YOUR GOAL:
The lines you return should be those containing the string "brown", taken from the data below.

Dataset entries
::::::

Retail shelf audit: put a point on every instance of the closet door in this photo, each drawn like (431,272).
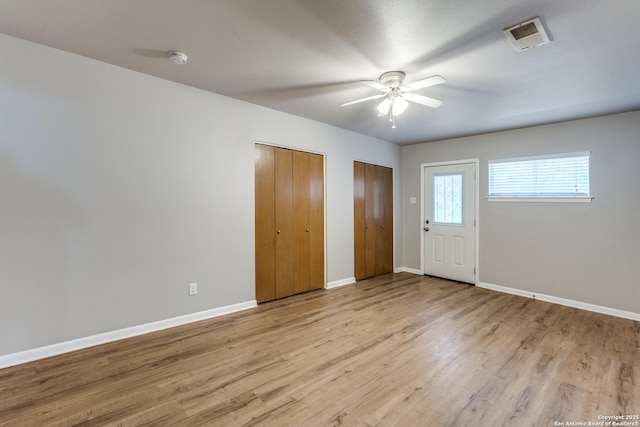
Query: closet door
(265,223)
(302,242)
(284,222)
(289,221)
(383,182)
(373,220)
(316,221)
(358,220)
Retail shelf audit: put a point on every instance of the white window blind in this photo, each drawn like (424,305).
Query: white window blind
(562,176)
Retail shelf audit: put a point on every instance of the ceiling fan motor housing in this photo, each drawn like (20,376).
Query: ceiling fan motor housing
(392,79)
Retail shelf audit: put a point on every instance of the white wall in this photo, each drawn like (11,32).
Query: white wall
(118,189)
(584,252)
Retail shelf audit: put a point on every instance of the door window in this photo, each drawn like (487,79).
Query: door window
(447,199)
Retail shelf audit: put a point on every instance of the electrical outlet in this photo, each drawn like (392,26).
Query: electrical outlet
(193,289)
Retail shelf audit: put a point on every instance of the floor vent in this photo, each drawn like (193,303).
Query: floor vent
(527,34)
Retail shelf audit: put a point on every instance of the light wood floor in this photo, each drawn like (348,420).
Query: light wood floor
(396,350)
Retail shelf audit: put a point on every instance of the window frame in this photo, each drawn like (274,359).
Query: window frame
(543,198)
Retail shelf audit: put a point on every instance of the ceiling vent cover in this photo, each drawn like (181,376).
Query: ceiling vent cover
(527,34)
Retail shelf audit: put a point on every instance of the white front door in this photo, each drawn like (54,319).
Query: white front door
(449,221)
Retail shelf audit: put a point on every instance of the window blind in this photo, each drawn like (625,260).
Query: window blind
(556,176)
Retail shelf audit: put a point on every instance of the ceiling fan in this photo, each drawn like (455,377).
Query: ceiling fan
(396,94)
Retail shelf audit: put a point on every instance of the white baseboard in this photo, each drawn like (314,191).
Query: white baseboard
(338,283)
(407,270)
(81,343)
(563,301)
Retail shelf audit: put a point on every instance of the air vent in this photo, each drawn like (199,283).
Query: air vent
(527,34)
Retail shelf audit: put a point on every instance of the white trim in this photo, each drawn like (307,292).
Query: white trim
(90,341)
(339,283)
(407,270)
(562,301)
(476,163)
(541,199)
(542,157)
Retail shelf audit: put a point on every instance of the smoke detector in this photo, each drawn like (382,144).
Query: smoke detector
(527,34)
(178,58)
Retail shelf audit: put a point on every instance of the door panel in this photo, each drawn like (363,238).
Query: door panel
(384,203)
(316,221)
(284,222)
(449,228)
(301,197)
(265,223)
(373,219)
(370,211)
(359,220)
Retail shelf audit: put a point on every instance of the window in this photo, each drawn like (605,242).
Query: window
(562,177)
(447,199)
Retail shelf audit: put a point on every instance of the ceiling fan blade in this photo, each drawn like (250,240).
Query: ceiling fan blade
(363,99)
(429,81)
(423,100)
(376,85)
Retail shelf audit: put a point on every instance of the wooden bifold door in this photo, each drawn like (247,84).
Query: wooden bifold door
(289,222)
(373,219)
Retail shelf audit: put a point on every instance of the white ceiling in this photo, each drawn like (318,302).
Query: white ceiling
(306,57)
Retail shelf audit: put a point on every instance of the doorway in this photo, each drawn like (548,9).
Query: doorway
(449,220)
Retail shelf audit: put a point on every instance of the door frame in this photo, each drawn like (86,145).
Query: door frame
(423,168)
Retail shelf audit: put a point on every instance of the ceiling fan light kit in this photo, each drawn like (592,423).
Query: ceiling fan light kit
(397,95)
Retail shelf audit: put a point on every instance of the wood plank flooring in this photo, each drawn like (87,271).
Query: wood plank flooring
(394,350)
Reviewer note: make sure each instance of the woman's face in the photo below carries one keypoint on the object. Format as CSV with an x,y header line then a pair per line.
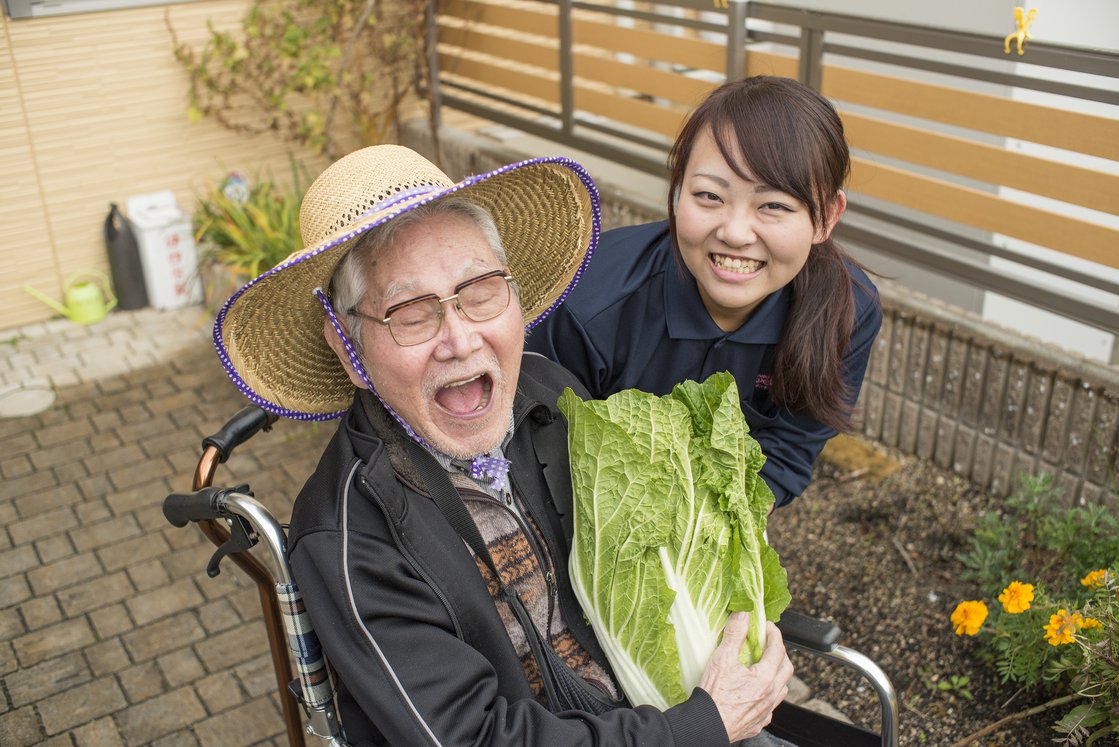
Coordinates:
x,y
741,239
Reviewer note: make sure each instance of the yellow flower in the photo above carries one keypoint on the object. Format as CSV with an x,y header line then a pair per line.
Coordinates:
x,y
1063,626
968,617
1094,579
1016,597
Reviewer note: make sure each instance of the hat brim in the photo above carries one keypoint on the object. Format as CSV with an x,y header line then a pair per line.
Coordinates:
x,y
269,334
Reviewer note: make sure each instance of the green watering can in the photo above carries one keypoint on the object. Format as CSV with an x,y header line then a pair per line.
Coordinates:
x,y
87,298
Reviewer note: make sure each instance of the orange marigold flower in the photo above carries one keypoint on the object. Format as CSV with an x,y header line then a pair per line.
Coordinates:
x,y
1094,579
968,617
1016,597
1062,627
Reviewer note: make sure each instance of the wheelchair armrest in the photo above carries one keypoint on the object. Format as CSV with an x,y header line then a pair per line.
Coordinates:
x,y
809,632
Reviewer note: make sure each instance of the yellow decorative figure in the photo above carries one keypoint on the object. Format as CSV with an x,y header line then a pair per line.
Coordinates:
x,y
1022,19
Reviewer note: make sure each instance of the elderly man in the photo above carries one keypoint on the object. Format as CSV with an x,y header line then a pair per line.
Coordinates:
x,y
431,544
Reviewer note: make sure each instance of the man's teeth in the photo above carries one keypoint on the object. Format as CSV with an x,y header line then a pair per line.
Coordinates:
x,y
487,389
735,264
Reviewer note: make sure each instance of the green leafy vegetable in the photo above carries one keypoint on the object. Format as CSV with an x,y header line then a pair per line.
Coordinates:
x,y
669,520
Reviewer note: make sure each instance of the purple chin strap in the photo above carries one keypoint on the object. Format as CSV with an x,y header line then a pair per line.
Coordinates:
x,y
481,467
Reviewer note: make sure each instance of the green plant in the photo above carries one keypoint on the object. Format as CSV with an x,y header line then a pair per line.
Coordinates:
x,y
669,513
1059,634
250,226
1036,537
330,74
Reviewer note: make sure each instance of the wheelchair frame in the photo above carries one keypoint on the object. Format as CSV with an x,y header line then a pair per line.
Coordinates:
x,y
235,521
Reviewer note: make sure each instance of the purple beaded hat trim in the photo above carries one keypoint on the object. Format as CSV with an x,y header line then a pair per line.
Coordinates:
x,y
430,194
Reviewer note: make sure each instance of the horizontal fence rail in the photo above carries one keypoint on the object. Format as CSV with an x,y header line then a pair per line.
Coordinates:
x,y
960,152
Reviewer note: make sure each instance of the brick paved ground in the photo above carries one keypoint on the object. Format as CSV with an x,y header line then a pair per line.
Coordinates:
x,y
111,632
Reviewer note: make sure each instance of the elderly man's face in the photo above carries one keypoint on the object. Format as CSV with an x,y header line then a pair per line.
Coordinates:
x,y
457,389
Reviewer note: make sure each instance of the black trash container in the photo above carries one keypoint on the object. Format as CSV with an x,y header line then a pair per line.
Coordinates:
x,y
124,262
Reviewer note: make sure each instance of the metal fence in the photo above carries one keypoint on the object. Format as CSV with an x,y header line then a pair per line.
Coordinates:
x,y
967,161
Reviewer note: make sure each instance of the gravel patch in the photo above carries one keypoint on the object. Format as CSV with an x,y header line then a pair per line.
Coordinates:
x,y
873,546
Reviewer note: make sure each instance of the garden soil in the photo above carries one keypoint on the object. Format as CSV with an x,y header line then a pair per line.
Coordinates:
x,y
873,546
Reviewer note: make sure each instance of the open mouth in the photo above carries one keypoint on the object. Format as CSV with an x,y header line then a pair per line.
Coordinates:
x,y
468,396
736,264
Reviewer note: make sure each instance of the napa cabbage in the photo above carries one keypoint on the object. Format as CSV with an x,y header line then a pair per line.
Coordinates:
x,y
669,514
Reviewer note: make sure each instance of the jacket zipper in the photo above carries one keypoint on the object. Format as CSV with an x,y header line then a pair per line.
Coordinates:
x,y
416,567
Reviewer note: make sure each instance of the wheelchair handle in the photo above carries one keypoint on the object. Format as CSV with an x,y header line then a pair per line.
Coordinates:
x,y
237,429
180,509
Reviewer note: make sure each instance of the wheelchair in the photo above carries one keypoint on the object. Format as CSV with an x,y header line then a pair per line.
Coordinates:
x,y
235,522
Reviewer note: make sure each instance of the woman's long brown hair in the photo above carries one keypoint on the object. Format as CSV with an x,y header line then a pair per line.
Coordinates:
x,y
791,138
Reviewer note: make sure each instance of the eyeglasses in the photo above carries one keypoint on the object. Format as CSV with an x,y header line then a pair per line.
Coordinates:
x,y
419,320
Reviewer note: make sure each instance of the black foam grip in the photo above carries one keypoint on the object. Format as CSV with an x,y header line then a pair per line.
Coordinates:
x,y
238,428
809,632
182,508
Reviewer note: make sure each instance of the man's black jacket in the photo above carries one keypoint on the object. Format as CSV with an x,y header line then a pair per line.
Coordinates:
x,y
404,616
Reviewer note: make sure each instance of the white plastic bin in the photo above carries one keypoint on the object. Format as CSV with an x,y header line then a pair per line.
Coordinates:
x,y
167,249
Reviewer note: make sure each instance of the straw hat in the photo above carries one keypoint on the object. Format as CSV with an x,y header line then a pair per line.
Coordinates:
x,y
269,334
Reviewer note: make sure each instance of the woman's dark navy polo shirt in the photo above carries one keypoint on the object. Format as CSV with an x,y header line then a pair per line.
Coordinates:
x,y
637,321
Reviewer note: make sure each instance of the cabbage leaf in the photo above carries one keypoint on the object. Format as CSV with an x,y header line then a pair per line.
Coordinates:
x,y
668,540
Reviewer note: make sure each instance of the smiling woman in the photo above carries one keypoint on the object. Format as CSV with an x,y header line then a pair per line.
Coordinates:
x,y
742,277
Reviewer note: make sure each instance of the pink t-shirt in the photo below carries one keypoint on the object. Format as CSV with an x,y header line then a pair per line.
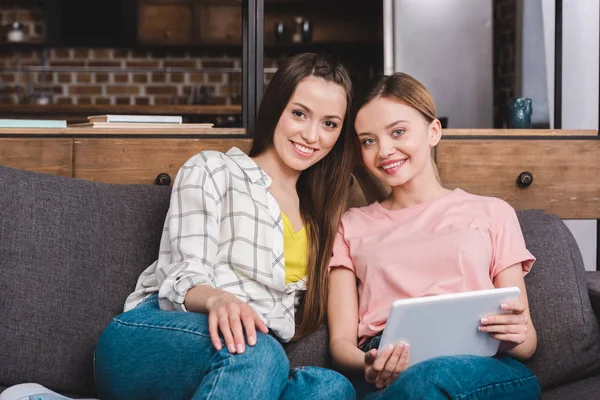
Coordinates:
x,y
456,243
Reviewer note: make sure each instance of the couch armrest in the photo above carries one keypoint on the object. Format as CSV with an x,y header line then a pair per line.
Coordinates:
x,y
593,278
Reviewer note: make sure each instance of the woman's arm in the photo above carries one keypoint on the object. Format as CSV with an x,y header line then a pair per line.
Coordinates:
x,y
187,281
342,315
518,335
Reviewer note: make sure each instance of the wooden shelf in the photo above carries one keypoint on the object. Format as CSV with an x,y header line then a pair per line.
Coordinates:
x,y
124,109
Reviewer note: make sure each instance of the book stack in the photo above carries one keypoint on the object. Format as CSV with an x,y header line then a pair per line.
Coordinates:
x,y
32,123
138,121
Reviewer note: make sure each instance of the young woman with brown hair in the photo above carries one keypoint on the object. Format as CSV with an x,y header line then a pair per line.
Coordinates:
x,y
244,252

::::::

PROBLEM SOLUTION:
Reviewer note: make sure each instance of the woman's long brown hair in the photo above carries one keypoint on the object. Format as CSV with an x,y header line then a pair per line.
Reviewer note: make sure each instance of the young woman with brown hair in the photo above carries one keypoint on the object. Format as CSV with an x,y header line then a pair per line.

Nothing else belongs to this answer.